# Start of THE RECORDS
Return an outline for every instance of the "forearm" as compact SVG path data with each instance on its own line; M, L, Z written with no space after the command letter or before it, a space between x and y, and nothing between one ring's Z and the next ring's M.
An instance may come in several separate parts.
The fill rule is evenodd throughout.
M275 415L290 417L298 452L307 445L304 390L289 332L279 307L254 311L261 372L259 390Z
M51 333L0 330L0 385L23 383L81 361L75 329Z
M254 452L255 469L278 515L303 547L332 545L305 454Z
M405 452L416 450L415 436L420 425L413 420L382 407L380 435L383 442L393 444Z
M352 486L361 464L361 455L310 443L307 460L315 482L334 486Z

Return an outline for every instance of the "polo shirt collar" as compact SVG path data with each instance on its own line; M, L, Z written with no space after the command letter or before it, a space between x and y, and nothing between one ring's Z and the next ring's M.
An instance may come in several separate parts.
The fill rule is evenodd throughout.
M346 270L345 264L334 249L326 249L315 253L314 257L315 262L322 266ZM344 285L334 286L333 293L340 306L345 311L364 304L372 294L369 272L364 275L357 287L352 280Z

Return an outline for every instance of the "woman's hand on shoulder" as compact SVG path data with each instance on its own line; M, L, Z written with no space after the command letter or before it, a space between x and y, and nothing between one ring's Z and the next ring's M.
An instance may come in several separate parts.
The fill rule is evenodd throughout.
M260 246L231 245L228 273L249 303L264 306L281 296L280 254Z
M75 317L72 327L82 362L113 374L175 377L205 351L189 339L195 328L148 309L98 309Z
# End of THE RECORDS
STATED GOAL:
Reproduce all the lines above, substituting "occurrence" for each occurrence of "instance" and keeping everything else identical.

WORKED ANSWER:
Return an outline for every occurrence of the "forearm" as compact SVG path data with each occurrence on its own line; M, L, Z written with no space after the command letter or before it, a space between x and y, and nothing between one ring's Z and the next ring's M.
An occurrence may come in several separate parts.
The fill rule is evenodd throughout.
M275 415L290 417L298 452L307 445L304 390L289 332L279 307L254 311L261 372L259 390Z
M51 333L0 330L0 385L23 383L81 361L75 329Z
M254 452L255 469L278 515L303 547L332 545L305 454Z
M405 452L416 450L415 436L420 425L413 420L382 407L380 435L383 442L393 444Z
M352 486L361 464L361 455L310 443L307 460L315 482L334 486Z

Return an outline for every occurrence of the "polo shirt collar" as compact SVG path data with each occurrence on its own line; M, L, Z written with no space after the command letter or before it, a space between x and y, and nothing between one ring's Z and the next ring's M.
An occurrence may come in several separate parts.
The fill rule is evenodd throughout.
M346 270L345 264L334 249L326 249L315 253L314 257L315 262L322 266ZM344 285L334 286L333 293L340 306L345 311L364 304L372 294L369 272L364 275L357 287L352 280Z

Return an outline for every occurrence of the "woman's hand on shoulder" as compact SVG path data with each occurrence on its own line; M, L, Z written with no space after the command letter or before it, a space between x and y, and nothing between one ring's Z and the next ring's M.
An occurrence may come in several separate parts.
The fill rule is evenodd throughout.
M260 246L231 245L228 273L249 303L264 306L281 296L280 254Z
M75 317L72 327L82 362L113 374L175 377L205 351L189 339L195 328L148 309L98 309Z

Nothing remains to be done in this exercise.